• **Directions for this task**
Copy the material from the line containing "Keypoint placement rule: for each instance of the paddle, put" through the line containing "(1027, 287)", renaming "white dish on deck" to "white plate on deck" and leaving everything else unchanged.

▬▬▬

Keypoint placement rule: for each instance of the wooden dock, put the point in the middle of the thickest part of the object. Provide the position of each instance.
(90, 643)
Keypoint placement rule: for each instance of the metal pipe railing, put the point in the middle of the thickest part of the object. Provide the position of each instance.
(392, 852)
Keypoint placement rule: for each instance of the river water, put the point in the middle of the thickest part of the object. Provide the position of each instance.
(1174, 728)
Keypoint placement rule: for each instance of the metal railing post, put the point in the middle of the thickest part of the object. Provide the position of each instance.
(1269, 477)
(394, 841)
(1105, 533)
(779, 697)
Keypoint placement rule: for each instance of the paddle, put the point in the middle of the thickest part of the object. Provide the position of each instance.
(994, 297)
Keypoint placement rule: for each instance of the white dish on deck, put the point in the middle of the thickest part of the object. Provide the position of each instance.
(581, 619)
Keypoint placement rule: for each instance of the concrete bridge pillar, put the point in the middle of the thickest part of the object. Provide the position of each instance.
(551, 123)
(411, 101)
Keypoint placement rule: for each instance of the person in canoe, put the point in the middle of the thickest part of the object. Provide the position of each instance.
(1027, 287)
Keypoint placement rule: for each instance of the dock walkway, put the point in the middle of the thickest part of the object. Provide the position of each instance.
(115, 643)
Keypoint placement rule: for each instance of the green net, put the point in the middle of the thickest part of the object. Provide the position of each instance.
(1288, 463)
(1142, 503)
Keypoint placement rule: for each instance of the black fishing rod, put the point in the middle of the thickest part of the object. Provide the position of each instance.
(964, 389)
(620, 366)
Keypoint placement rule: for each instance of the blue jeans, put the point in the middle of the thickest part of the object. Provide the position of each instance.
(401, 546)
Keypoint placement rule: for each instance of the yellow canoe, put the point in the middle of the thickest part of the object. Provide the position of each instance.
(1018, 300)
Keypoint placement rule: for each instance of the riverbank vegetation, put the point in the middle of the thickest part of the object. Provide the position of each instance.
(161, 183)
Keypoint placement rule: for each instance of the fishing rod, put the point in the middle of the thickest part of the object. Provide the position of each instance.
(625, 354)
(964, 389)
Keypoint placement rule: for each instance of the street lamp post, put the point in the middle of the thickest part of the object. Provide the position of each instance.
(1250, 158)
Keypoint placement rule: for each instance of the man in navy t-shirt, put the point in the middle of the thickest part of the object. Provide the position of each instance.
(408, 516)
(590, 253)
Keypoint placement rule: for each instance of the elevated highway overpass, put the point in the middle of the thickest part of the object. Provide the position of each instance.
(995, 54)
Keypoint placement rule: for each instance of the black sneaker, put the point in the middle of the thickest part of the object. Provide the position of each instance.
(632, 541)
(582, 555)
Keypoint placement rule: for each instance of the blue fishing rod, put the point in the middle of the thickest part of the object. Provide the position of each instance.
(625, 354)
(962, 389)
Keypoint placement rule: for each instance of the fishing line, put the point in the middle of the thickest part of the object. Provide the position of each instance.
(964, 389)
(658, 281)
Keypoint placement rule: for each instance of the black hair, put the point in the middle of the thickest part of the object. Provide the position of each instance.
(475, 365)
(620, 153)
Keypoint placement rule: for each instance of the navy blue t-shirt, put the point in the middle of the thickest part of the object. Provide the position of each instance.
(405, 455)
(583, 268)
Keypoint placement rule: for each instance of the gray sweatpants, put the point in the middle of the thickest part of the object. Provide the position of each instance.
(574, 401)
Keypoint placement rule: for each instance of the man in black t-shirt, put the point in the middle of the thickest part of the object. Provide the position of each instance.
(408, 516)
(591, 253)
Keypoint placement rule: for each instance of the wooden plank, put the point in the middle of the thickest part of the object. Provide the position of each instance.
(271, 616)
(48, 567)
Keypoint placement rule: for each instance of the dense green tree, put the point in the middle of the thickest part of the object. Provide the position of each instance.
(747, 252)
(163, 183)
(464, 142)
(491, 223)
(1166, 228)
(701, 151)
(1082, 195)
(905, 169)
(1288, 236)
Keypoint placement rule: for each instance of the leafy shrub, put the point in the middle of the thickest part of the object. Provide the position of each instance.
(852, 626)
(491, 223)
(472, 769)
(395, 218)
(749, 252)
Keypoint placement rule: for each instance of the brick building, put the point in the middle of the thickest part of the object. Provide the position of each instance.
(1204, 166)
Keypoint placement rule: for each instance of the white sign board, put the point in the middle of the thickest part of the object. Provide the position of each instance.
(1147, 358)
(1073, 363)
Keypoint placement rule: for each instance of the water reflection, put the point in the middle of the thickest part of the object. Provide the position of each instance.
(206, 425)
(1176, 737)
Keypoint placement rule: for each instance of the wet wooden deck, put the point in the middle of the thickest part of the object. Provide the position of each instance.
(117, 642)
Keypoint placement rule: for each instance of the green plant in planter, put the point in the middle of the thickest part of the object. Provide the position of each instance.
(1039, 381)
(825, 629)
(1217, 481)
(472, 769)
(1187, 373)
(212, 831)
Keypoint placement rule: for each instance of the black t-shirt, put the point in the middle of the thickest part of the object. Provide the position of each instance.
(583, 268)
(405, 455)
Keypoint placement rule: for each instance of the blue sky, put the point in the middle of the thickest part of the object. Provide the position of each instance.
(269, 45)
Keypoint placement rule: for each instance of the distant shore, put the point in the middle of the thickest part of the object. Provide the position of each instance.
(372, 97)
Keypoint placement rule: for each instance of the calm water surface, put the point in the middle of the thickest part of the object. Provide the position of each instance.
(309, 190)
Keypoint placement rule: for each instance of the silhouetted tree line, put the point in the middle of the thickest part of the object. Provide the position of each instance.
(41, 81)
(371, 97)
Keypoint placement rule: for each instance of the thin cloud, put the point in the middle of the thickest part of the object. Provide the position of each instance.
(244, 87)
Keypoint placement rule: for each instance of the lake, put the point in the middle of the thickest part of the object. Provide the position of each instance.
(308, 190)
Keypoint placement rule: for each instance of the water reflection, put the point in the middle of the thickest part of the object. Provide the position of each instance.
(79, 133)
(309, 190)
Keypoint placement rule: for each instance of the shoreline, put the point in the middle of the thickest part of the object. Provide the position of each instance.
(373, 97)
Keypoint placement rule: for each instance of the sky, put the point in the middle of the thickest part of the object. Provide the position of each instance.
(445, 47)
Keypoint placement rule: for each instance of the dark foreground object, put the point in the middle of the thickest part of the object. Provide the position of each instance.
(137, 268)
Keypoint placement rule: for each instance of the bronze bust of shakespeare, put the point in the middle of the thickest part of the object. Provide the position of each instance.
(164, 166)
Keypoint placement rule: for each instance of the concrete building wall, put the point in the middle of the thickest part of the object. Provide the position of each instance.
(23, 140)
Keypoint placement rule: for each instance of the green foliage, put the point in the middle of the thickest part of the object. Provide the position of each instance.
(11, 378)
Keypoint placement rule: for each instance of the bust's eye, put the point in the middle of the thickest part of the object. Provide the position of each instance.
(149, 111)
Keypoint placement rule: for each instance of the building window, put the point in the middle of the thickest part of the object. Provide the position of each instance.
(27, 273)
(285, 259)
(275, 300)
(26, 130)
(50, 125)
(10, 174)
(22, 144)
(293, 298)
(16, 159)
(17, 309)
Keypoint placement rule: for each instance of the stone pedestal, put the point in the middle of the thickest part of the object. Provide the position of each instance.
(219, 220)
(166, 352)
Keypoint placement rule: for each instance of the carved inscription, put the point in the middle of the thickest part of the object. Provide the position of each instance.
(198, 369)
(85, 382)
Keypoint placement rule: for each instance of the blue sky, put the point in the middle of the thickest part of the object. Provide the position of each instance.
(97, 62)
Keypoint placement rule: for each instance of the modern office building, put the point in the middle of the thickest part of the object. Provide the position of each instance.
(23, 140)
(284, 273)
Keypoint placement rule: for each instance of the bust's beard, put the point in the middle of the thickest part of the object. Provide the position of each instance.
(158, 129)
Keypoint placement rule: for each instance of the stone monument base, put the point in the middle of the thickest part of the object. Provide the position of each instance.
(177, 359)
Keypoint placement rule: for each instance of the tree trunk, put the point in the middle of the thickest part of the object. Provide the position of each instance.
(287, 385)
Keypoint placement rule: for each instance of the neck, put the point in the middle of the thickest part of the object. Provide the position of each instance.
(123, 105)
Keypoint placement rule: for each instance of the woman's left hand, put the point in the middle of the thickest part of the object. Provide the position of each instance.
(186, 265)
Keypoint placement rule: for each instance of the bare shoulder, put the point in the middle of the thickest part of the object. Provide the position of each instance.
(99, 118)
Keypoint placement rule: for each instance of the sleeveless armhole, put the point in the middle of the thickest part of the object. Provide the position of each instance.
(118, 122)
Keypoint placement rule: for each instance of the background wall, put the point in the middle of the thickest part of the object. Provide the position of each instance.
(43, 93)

▬▬▬

• **Response to the exercise**
Keypoint placement rule: for each instance of the paddle, put the point in the middle of the thickest part of the object. Provide the position of each instance.
(994, 297)
Keypoint placement rule: for each instance of the white plate on deck, put the point in the middle of the thickest part of the object. Provide the position of each instance.
(581, 619)
Keypoint placement rule: for each instance of the concrete bridge pillar, put the point in the middle of the thickest part of the object. Provide the position of each instance.
(551, 123)
(411, 101)
Keypoint placement rule: for each instance of the person in canoe, put the point in the middle of the thickest part of the object. Provide the position of each instance.
(1027, 287)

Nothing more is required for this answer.